■ **What this task involves**: Give back all the data below exactly as it is shown.

■ **Material for this exercise**:
"""

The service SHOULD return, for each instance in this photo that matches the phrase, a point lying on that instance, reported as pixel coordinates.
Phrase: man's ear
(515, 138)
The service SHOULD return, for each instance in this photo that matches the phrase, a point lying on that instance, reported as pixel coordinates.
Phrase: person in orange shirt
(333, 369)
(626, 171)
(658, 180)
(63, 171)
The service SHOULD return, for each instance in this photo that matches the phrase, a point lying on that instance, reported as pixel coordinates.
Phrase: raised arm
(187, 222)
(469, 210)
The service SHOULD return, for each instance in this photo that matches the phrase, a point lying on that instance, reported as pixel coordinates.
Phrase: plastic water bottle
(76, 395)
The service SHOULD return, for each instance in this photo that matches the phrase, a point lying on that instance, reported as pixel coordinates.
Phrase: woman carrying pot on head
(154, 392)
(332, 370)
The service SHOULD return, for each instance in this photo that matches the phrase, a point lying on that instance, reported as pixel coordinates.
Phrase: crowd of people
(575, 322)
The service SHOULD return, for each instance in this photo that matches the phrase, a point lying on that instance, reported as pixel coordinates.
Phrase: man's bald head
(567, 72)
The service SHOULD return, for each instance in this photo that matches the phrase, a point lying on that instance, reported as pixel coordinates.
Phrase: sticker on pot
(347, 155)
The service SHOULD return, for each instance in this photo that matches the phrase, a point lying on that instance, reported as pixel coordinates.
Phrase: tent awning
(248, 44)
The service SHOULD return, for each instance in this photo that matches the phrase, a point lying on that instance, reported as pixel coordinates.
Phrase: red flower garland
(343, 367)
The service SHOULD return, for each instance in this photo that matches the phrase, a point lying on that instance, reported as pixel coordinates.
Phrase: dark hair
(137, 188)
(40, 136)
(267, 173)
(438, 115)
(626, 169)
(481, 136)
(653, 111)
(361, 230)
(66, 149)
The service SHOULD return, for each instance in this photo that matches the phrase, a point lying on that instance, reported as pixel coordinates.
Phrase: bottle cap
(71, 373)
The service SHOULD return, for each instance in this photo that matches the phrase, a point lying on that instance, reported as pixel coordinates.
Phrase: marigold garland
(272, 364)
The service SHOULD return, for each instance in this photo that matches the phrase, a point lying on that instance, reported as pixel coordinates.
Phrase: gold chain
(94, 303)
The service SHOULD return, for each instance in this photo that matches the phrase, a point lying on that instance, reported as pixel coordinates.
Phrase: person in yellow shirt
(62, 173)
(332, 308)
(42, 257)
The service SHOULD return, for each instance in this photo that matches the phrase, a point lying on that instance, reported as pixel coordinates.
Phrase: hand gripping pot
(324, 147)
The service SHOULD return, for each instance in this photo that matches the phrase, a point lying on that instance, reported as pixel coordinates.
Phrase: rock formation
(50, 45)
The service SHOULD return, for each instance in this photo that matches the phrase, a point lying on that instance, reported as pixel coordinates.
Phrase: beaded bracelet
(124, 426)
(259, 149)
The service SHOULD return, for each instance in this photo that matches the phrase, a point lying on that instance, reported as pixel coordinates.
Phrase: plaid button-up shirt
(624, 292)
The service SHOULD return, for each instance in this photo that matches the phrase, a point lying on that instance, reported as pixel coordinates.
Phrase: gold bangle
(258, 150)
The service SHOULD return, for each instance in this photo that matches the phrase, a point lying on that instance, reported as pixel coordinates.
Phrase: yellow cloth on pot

"""

■ **Expected answer**:
The service SHOULD return, for each instance in this photo that matches the phrase, a point lying on that instance, reported as pixel coordinates.
Phrase: man's ear
(515, 138)
The service SHOULD return, for each instance in this photo that matches the phrase, a point lying on that instance, reported as pixel coordinates.
Phrase: person in orange shirt
(333, 369)
(626, 171)
(658, 180)
(63, 171)
The service SHOULD return, for each instance in this photo that matches the phrase, a point lying on that instance, reported as pixel coordinates.
Phrase: raised arm
(187, 222)
(469, 210)
The service SHOULD return, for each instance in this photo that matches the phrase, a point lying on that instance, reported as pixel coordinates.
Phrase: plastic water bottle
(76, 395)
The service SHOULD return, for each instance in this photo that matches the phrase, a point lying on that instance, reported as pixel coordinates.
Phrase: woman carrying pot on head
(154, 392)
(332, 370)
The service SHOULD return, for each instance in this photo that matches the phrase, a point lying on that instance, reported as pixel coordinates.
Phrase: crowd of people
(575, 322)
The service SHOULD return, for each instance in this photo that matches the phrase, a point lying on that instance, reported as pixel coordinates.
Phrase: man's bald head
(567, 72)
The service SHOULD return, for each instance in this photo that matches the phrase, a point lying on that instance, reported as pixel coordinates.
Phrase: sticker on pot
(347, 155)
The service SHOULD return, for each instance in this photo that matches the phrase, a point lying on that instance, reported as pixel coordinates.
Phrase: tent awning
(248, 44)
The service SHOULD return, for each instance in this photo that matches the phrase, a point lying on that instance, reported as pixel coordinates.
Phrase: red flower garland
(343, 367)
The service SHOULD return, for each instance in this photo that matches the phrase, a point lying on that instance, reported as pixel coordinates.
Phrase: dark hair
(137, 188)
(40, 136)
(267, 173)
(438, 115)
(626, 169)
(481, 136)
(653, 111)
(361, 230)
(66, 149)
The service SHOULD return, for each instance in this photo that matches the phrase, a point lying on that instance, reported as pixel coordinates.
Phrase: bottle cap
(71, 373)
The service SHOULD return, for each instance in this photo that matches the phrase, a point lying on that instance, reported as pixel coordinates.
Phrase: marigold garland
(272, 364)
The service SHOULD return, for each instance in this photo that matches the phrase, a point lying on that instance, reported as pixel coordinates.
Phrase: gold chain
(94, 303)
The service SHOULD return, for each instance in this photo that matches the phrase, a point lying on that instance, reported as pixel coordinates.
Phrase: person in yellow shirt
(62, 173)
(332, 308)
(42, 257)
The service SHOULD return, for each instance in this photo that matches the phrase, a point lying on that instance, reported as pixel coordinates.
Phrase: hand gripping pot
(324, 147)
The service SHOULD return, for each instance in this photo that matches the phrase, a point lying on that instance, reported as pixel coordinates.
Phrase: rock formation
(50, 45)
The service SHOULD return, for each instance in this photo that matches the phrase, a point lying on that instance, reported as pixel coordinates.
Phrase: beaded bracelet
(124, 426)
(259, 149)
The service SHOULD return, for each instance in this photo that matches the phrase, a point lying on that instance, reported as pixel coordinates.
Phrase: plaid button-up shirt
(624, 292)
The service SHOULD return, for each instance in this photo that matches the phrase, a point lying on that instance, reported as pixel coordinates.
Phrase: gold bangle
(258, 150)
The service SHOULD return, for each instance in this photo that matches the phrase, a point lying on that instance, reported as pixel coordinates.
Phrase: yellow cloth on pot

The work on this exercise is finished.